Some rules of thumb for subprocess.

  • Never use shell=True. It needlessy invokes an extra shell process to call your program.
  • When calling processes, arguments are passed around as lists. sys.argv in python is a list, and so is argv in C. So you pass a list to Popen to call subprocesses, not a string.
  • Don't redirect stderr to a PIPE when you're not reading it.
  • Don't redirect stdin when you're not writing to it.

Example:

import subprocess, time, os, sys
cmd = ["rsync.exe", "-vaz", "-P", "source/" ,"dest/"]

p = subprocess.Popen(cmd,
                     stderr=subprocess.PIPE,
                     stdout=subprocess.STDOUT)

for line in p.stdout:
    print(">>> " + line.rstrip())

That said, it is very probable that rsync buffers its output when it detects that it is connected to a pipe instead of a terminal. It is in fact the default - when connected to a pipe, programs must explicity flush stdout for realtime results, otherwise standard C library will buffer.

● **Do this**
Answer these from the subprocess rules of thumb above:
1. According to the text, what does shell=True needlessly do?
2. In what form should arguments be passed to Popen?
3. What must a program connected to a pipe do to give realtime results?

● **Data**
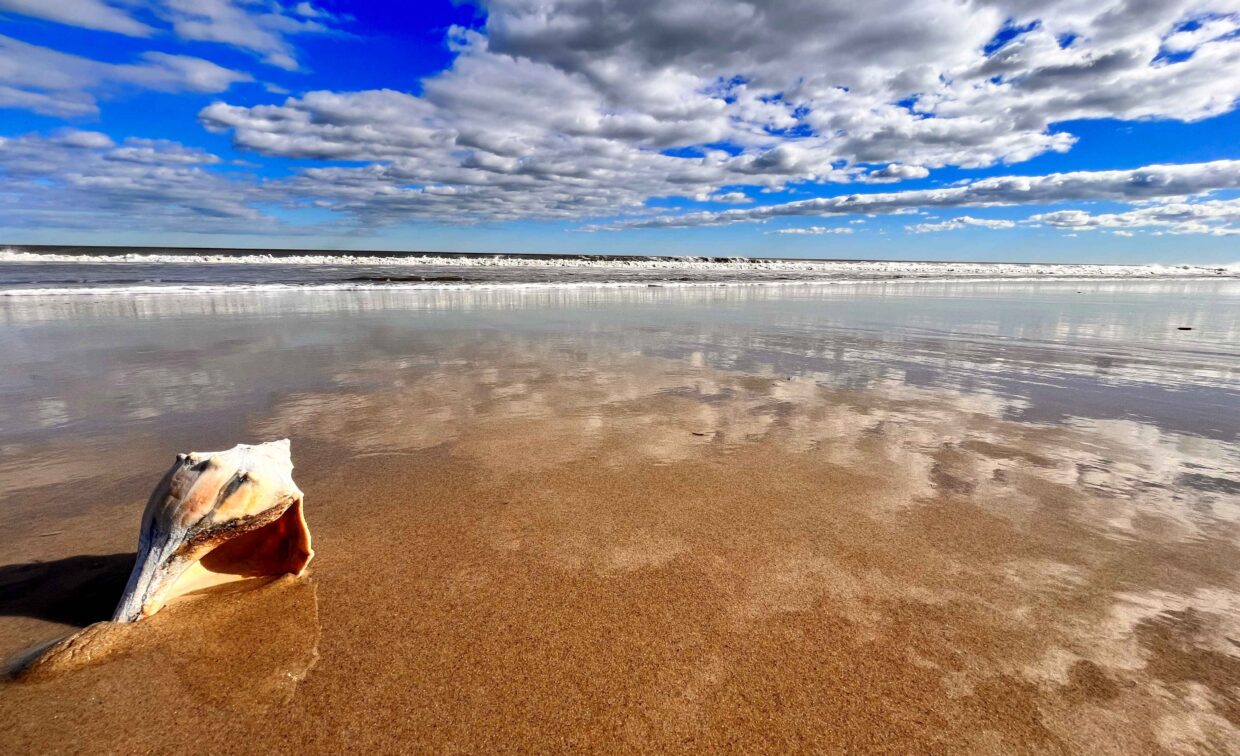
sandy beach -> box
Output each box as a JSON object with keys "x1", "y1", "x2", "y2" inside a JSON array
[{"x1": 0, "y1": 281, "x2": 1240, "y2": 754}]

● **Result**
1. It invokes an extra shell process to call your program.
2. As a list, not a string.
3. It must explicitly flush stdout. Otherwise the standard C library will buffer the output.